* **EXTRAIT**

★ ★ ★ ★ ★ ★ ★

Les champs de bataille en Ukraine sont devenus un laboratoire accéléré pour la technologie militaire, où les capacités opérationnelles évoluent plus vite que dans de nombreux programmes d’armement officiels. Le projet Vanaheim, lancé pour contrer les petites plateformes aériennes sans pilote, illustre ce fossé : conçu comme une réponse rapide, il se heurte à des tactiques et des innovations de terrain qui changent chaque jour.

Des systèmes légers pour contrer les micro‑drones

Lancé en mars 2025 lors d’un salon aéronautique au Royaume‑Uni, Vanaheim est une initiative conjointe du ministère britannique de la Défense et de l’armée américaine. L’objectif est d’accélérer le développement de systèmes de défense anti‑drones conçus pour neutraliser les petites plateformes largement employées en Ukraine, tant pour la reconnaissance que pour les frappes de précision.

Plutôt qu’un programme de production centralisé, Vanaheim sert de plate‑forme d’essais sur le terrain pour une vingtaine d’entreprises spécialisées. Après des évaluations estivales, le projet a réduit la sélection à huit solutions jugées les plus efficaces, en vue d’une phase suivante d’intégration et d’essais à plus grande échelle.

  • But principal : fournir des systèmes portables et faciles d’emploi pour le soldat de première ligne.
  • Cibles prioritaires : drones de catégorie B‑1 et C‑1, transportables à la main ou lancés à courte distance.
  • Focus technique : rendre la défense anti‑drones accessible sans dépendre exclusivement d’unités de guerre électronique spécialisées.

Radar actif et radar passif : une combinaison nécessaire

Vanaheim s’appuie sur une architecture multi‑capteurs visant à fournir un « conscience du champ de bataille » face aux micro‑drones : détection, classification, puis neutralisation. Parmi les capteurs testés figurent de petits radars basse puissance destinés à repérer des cibles à faible signature, même par mauvais temps.

Des sociétés comme DeDRON (société américano‑allemande spécialisée dans la sécurité de l’espace aérien) décrivent un usage complémentaire de deux familles de radars :

  • Radars actifs : émettent des ondes courtes et mesurent les échos réfléchis par un objet volant.
  • Radars passifs : n’émettent rien et se contentent de capter les émissions ou perturbations provenant du drone ou de son émetteur.

★ ★ ★ ★ ★ ★ ★

* **ITEMS AFFICHÉS**
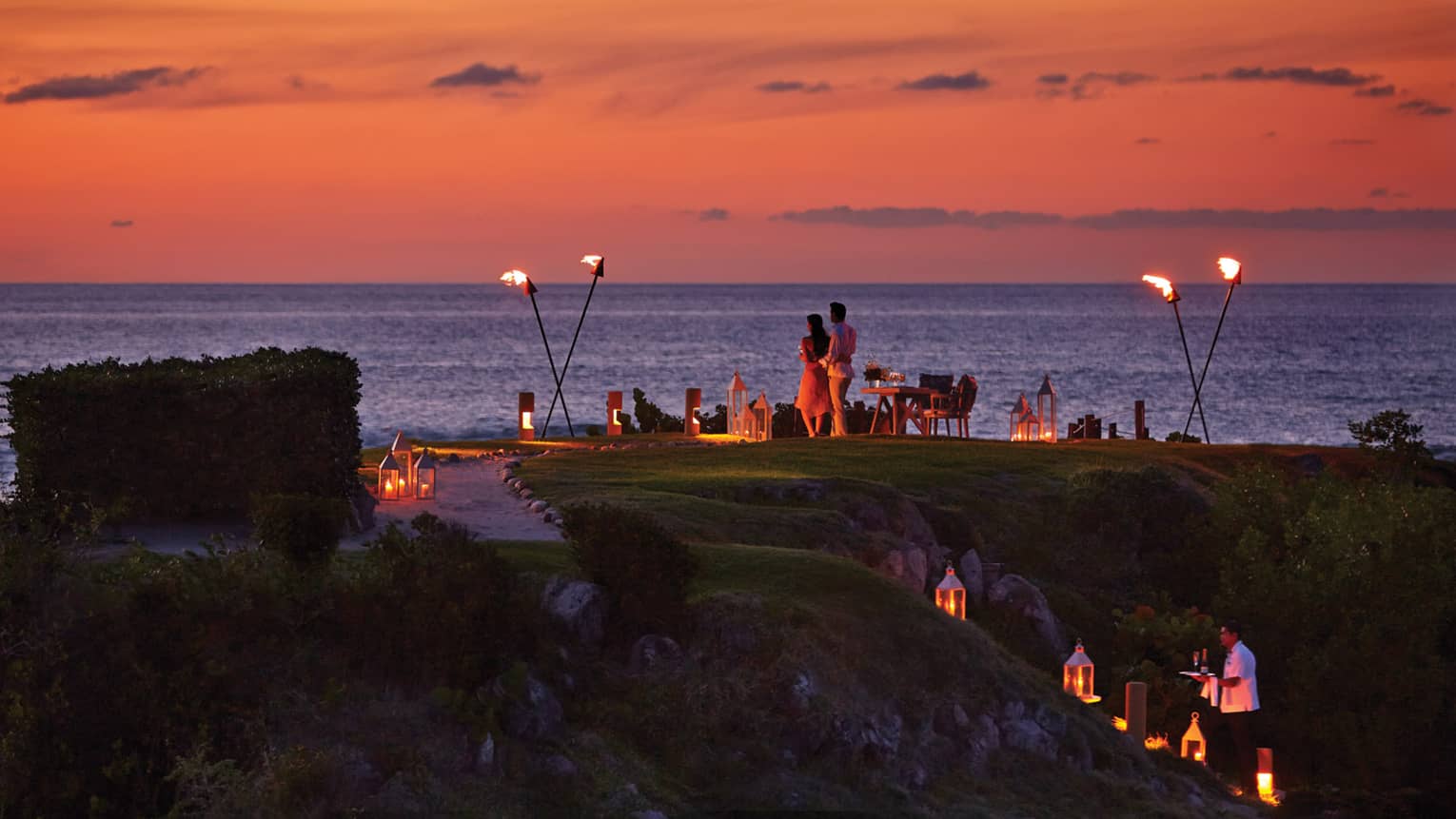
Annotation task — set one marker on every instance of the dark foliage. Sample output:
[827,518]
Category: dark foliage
[642,566]
[183,439]
[109,673]
[302,527]
[651,418]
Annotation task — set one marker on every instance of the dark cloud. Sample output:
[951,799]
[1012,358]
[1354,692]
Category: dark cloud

★ ★ ★ ★ ★ ★ ★

* **CONSIGNE 1**
Recopiez fidèlement l'extrait sur le projet Vanaheim, en commençant aux mots « Lancé en mars » et en vous arrêtant après « plus grande échelle. ».
* **CONSIGNE 2**
Dans l'extrait sur le projet Vanaheim, à combien de solutions la sélection a-t-elle été réduite après les évaluations estivales ?
* **CONSIGNE 3**
Poursuivez l'extrait sur le projet Vanaheim à partir de sa dernière phrase.

* **RÉSULTAT ATTENDU 1**
Lancé en mars 2025 lors d’un salon aéronautique au Royaume‑Uni, Vanaheim est une initiative conjointe du ministère britannique de la Défense et de l’armée américaine. L’objectif est d’accélérer le développement de systèmes de défense anti‑drones conçus pour neutraliser les petites plateformes largement employées en Ukraine, tant pour la reconnaissance que pour les frappes de précision.

Plutôt qu’un programme de production centralisé, Vanaheim sert de plate‑forme d’essais sur le terrain pour une vingtaine d’entreprises spécialisées. Après des évaluations estivales, le projet a réduit la sélection à huit solutions jugées les plus efficaces, en vue d’une phase suivante d’intégration et d’essais à plus grande échelle.

* **RÉSULTAT ATTENDU 2**
À huit solutions.

* **RÉSULTAT ATTENDU 3**
Le passif complique la localisation du détecteur par l’adversaire, tandis que l’actif apporte une mesure précise de la distance et de la direction lorsque nécessaire. Cette dualité est cruciale contre des drones « silencieux » qui minimisent leurs émissions radio.

Soldats ukrainiens testant un drone artisanal

L’innovation sur le terrain devance Vanaheim

Malgré ces préparations, le rythme des adaptations sur le front ukrainien a rendu certaines hypothèses du projet obsolètes en quelques mois. Quatre mois après le lancement, de nouvelles formes d’attaque sont apparues, non prévues lors des essais européens.

En juillet 2025, un officier ukrainien a alerté à Londres : les forces russes multiplient l’emploi de drones FPV (First Person View) commandés via des câbles en fibre optique. Ces liaisons filaires transportent le flux vidéo et le contrôle sans aucun rayonnement radio, rendant inefficaces les techniques habituelles de brouillage.

Conséquences :

  • Immunité contre le brouillage radio classique.
  • Options de riposte limitées : couper physiquement le câble, abattre le drone ou recourir à des armes à énergie dirigée.
  • Reconnaissance des limites des essais initiaux de Vanaheim qui n’avaient pas inclus ce type de menace.

Du « kill soft » au « kill hard »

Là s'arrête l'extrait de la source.